Here is the task for the listing below: output exactly the lines from the one containing "Where can you find the concrete" through the one containing "Where can you find the neighboring", and leave out the pictures.

[[ Excerpted records open ]]

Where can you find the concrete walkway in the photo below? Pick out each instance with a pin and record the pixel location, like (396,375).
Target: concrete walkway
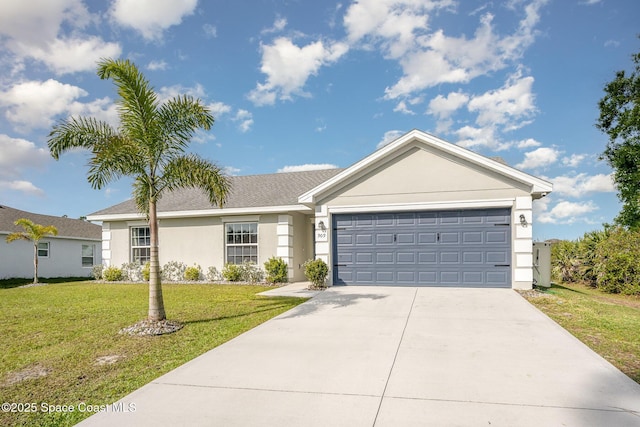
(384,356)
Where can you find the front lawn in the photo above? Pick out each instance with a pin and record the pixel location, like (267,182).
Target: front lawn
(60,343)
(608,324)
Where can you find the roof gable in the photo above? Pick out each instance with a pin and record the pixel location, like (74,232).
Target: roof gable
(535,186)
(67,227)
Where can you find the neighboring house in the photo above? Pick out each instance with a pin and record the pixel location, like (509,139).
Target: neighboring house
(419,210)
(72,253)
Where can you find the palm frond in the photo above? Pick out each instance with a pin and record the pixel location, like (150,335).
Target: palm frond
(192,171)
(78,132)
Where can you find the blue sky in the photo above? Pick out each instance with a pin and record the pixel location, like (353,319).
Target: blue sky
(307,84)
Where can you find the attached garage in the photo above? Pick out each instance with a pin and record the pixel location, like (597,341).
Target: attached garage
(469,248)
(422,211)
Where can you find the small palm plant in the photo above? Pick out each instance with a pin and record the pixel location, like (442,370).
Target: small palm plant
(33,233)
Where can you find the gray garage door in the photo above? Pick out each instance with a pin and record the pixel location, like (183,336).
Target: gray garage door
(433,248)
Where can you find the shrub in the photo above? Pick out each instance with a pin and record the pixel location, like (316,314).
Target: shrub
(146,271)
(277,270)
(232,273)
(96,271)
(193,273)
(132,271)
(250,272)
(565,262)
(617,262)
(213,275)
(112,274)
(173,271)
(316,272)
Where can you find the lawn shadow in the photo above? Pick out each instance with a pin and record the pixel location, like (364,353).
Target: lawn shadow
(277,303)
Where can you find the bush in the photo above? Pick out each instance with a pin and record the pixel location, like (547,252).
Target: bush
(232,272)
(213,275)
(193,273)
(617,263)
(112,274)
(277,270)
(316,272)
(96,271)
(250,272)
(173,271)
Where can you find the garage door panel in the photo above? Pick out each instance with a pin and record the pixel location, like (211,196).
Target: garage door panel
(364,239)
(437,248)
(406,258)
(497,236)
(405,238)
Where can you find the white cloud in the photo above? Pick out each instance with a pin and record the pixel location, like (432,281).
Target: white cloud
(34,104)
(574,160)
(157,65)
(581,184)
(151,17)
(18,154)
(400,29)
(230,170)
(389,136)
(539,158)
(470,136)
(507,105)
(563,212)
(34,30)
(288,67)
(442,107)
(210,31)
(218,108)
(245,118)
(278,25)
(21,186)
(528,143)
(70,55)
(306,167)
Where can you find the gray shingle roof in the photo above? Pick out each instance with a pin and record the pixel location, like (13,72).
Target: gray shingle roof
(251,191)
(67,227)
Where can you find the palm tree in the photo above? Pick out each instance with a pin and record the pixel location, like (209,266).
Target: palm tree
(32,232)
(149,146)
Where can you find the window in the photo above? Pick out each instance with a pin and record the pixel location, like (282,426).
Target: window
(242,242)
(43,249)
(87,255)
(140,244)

[[ Excerpted records closed ]]
[[ Excerpted records open ]]

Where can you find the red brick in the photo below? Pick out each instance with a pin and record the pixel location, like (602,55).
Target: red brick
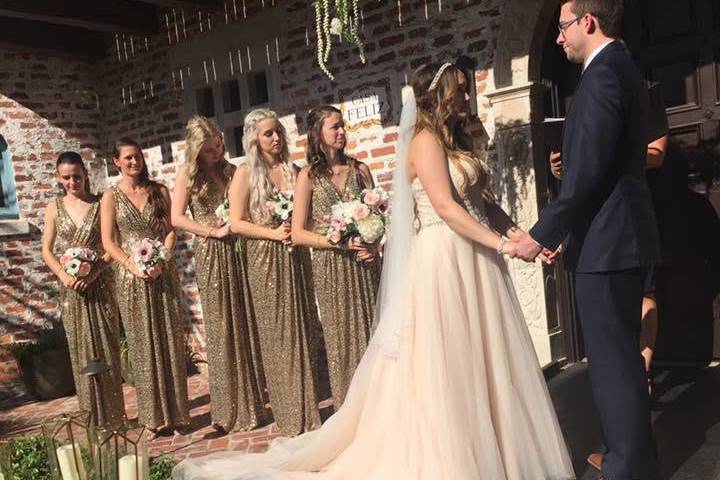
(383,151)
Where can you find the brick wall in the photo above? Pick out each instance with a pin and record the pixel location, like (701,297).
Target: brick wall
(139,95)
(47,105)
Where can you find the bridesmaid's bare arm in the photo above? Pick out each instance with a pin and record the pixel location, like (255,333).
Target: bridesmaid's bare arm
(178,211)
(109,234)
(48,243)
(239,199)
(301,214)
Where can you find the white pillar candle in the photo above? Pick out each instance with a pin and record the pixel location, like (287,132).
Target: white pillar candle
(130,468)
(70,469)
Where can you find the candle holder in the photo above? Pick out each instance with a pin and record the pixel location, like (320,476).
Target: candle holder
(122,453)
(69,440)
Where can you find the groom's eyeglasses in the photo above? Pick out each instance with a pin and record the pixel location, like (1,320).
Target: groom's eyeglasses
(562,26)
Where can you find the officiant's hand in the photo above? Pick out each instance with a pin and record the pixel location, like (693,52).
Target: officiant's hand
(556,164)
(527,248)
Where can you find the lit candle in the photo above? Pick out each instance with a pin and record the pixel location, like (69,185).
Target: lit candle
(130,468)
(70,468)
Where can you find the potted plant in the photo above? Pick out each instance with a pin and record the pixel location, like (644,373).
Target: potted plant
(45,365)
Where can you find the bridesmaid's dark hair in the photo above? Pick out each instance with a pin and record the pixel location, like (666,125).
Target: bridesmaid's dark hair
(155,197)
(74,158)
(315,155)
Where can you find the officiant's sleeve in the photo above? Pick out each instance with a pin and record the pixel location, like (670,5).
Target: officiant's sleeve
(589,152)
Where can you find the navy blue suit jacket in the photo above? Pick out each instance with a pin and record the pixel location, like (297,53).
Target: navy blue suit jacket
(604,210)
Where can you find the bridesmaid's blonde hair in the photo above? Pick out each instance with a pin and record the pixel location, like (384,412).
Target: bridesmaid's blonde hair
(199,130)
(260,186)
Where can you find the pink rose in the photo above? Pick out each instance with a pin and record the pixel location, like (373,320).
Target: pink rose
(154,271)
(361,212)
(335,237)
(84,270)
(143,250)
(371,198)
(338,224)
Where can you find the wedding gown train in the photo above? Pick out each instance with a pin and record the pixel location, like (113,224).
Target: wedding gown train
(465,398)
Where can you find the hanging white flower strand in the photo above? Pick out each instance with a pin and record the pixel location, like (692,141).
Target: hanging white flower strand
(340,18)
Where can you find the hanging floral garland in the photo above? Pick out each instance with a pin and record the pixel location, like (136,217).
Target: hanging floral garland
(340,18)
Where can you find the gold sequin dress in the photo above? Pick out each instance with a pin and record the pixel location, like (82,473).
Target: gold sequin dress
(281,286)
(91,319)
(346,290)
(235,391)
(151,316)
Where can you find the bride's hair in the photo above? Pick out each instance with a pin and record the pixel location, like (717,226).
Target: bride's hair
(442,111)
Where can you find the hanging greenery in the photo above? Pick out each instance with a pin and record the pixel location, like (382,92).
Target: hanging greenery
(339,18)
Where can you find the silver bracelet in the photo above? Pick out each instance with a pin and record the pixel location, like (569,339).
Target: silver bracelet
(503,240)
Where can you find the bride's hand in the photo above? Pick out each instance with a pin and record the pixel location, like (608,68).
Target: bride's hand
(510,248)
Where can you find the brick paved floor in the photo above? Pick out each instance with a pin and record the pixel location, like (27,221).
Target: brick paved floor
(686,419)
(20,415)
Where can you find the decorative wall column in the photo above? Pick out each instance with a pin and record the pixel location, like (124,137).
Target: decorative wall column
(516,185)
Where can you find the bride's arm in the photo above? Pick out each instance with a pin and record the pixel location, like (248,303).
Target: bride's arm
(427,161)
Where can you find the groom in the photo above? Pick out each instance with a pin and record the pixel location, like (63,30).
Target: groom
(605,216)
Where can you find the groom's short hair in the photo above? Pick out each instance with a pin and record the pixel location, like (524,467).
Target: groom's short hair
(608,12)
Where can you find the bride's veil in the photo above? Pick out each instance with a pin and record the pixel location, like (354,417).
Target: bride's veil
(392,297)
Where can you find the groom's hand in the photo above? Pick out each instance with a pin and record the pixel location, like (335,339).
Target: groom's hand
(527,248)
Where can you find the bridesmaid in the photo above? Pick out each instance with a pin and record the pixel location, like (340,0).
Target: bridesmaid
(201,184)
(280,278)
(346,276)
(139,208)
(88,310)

[[ Excerpted records closed ]]

• **Task response**
Where can you find the concrete walkway in the photo below? Pick out each instance with a pin and record the pixel location, like (396,375).
Target: concrete walkway
(384,356)
Where can you find the front lawn in the photo above? Pick out each instance with a pin and record the pixel location, like (267,182).
Target: front lawn
(60,343)
(608,324)
Where can you find the roof gable in the photo above? Pick out each instance with a pin and record the pixel location, like (74,232).
Target: roof gable
(535,186)
(67,227)
Where can you find the neighboring house in the photo above? Pick out each instance with a pin and record the pixel location, like (509,139).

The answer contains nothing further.